WHAT TO PRODUCE: Please reproduce word for word the entries starting with the line that contains "[point] boy's hand" and going on through the end of the entries, including that first line and the last line.
***
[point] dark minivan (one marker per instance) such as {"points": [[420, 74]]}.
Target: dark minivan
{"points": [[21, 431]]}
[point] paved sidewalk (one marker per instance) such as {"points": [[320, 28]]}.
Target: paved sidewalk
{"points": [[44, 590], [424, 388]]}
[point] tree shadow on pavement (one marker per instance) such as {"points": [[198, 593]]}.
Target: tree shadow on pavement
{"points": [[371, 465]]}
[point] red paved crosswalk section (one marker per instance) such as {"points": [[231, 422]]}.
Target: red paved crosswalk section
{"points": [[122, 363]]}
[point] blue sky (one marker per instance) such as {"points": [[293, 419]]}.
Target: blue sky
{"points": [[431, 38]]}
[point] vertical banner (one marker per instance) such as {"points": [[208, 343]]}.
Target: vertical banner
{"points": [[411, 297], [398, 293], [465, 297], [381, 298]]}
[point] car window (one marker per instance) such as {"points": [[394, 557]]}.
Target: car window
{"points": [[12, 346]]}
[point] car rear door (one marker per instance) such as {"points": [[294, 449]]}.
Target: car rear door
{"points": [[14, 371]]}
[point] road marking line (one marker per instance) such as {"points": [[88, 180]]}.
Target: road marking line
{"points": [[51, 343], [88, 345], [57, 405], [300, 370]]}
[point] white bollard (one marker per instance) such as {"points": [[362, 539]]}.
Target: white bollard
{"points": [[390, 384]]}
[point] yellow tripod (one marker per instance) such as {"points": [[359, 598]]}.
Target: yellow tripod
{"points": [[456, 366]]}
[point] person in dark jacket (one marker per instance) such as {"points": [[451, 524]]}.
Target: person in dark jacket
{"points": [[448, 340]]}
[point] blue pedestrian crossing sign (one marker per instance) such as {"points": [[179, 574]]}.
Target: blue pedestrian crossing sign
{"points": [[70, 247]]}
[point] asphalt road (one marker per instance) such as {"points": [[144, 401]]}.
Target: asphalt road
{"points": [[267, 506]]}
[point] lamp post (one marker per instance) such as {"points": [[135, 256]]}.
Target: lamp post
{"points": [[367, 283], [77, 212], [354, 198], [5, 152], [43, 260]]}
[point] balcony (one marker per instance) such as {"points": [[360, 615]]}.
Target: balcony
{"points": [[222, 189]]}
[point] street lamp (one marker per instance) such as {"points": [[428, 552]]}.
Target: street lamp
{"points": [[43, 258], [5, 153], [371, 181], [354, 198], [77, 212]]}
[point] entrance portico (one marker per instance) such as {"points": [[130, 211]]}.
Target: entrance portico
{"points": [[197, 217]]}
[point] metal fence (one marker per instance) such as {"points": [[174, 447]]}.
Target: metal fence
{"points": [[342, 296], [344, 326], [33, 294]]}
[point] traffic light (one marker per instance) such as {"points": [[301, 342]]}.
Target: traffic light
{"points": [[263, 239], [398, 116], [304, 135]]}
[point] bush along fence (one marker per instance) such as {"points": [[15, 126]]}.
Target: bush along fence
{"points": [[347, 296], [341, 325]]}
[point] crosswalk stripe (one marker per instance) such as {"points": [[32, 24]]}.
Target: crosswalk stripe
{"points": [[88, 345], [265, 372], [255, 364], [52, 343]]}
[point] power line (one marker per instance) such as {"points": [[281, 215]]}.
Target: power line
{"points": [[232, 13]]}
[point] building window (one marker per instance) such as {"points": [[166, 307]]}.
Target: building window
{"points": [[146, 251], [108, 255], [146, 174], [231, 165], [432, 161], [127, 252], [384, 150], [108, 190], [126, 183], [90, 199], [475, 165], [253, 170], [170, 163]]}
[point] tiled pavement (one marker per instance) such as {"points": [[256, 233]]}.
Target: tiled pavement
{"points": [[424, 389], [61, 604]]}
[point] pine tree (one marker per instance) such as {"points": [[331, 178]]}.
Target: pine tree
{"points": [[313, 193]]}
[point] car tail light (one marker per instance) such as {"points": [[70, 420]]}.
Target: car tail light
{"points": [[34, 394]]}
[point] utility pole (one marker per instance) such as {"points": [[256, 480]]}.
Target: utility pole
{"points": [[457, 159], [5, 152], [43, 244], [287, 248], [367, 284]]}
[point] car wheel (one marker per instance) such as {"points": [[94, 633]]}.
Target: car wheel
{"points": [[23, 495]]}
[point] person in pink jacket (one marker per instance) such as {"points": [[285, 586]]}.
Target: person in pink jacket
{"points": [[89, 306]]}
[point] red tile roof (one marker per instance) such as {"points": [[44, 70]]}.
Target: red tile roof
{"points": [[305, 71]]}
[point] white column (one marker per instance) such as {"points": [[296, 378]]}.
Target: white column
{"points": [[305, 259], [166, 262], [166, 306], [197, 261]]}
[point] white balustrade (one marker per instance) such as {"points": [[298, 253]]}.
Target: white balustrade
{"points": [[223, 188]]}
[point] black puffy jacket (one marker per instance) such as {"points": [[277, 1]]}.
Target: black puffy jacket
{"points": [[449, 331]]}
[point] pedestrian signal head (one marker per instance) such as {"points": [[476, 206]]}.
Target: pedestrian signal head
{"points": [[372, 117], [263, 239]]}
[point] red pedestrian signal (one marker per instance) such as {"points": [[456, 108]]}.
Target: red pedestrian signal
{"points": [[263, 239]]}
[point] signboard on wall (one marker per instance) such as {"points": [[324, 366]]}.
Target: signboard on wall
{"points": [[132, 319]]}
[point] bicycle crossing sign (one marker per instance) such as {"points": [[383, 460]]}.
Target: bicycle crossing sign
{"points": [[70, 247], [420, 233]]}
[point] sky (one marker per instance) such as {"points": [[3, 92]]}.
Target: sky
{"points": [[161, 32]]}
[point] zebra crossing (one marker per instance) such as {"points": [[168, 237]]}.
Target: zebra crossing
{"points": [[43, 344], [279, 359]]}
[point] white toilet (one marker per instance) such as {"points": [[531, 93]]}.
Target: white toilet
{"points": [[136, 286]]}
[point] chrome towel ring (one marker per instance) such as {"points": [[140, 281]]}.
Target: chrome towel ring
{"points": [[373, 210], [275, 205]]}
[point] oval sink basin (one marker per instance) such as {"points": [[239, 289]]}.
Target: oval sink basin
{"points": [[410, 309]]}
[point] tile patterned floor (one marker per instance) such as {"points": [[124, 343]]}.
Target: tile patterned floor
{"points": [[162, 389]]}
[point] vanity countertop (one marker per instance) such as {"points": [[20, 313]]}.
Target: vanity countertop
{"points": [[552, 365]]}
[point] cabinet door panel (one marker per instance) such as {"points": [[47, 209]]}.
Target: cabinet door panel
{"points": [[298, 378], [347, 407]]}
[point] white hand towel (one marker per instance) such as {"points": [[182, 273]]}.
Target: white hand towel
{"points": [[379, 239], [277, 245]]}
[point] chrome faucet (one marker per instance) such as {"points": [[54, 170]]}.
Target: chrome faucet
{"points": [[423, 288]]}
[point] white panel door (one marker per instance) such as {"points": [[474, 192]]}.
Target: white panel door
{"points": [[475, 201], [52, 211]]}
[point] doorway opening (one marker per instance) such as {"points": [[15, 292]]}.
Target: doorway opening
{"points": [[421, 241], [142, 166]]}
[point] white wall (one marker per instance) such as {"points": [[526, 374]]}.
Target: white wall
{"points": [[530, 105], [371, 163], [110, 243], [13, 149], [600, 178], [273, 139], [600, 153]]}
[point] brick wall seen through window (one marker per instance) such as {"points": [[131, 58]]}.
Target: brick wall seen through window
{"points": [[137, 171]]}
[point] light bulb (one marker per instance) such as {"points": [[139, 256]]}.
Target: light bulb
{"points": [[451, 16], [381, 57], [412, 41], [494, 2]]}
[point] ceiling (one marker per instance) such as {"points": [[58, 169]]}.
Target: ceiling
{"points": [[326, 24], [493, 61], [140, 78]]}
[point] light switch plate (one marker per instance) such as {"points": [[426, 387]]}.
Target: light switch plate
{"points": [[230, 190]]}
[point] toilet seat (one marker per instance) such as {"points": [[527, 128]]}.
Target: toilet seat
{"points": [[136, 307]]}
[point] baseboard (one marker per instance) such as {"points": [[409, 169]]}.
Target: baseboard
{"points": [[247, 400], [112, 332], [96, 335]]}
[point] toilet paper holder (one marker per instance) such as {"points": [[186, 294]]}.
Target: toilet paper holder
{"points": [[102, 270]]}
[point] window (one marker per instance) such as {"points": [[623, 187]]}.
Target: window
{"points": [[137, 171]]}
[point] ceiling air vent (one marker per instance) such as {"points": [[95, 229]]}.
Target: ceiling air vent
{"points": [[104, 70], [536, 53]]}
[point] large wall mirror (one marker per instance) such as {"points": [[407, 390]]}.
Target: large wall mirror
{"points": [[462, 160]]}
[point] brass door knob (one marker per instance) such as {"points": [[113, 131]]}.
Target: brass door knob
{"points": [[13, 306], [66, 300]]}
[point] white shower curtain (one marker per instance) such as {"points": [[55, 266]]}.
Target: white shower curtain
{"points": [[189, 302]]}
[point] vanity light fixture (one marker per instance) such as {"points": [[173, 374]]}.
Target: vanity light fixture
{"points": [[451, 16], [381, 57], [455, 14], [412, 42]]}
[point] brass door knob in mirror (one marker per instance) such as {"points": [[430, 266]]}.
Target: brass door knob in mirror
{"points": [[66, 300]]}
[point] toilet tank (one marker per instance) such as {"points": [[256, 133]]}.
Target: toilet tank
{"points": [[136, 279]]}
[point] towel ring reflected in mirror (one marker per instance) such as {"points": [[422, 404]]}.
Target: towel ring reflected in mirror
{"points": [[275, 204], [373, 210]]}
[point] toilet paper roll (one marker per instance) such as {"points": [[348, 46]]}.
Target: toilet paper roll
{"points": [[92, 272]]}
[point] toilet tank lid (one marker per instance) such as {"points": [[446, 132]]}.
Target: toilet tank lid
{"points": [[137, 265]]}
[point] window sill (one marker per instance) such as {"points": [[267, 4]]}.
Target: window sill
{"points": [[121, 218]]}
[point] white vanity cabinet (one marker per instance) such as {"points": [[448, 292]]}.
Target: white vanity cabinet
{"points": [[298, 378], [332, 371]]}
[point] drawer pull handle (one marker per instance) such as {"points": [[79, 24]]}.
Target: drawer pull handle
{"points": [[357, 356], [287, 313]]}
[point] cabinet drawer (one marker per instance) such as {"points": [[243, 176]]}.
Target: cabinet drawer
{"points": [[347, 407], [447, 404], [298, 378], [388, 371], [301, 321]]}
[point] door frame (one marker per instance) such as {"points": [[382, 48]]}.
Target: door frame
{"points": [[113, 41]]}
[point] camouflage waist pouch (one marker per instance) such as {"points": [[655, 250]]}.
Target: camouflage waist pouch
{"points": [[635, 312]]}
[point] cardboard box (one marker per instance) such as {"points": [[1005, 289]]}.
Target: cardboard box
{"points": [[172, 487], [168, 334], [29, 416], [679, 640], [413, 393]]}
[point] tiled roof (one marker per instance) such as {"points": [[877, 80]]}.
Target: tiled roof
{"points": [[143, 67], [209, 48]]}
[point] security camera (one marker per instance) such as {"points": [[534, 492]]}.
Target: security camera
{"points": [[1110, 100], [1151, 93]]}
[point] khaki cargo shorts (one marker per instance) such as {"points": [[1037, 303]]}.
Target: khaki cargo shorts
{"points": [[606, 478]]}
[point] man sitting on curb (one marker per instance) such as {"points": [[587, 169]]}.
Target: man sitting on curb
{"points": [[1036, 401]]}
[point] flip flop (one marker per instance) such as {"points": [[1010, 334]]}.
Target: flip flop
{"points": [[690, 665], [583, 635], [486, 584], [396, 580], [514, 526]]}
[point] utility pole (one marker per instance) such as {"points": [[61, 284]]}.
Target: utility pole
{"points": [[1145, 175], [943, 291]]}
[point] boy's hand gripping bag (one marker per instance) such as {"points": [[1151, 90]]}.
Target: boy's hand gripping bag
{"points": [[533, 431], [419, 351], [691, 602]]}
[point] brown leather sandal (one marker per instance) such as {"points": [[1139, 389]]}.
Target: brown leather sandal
***
THE OUTPUT:
[point] boy's hand gripping bag (one marker per instance) such as {"points": [[1151, 90]]}.
Target: boy's hand gripping bag
{"points": [[533, 431], [419, 351], [691, 602]]}
[point] brown leather sandal (one marker per instance) such as {"points": [[1139, 389]]}.
Target: brown leather sandal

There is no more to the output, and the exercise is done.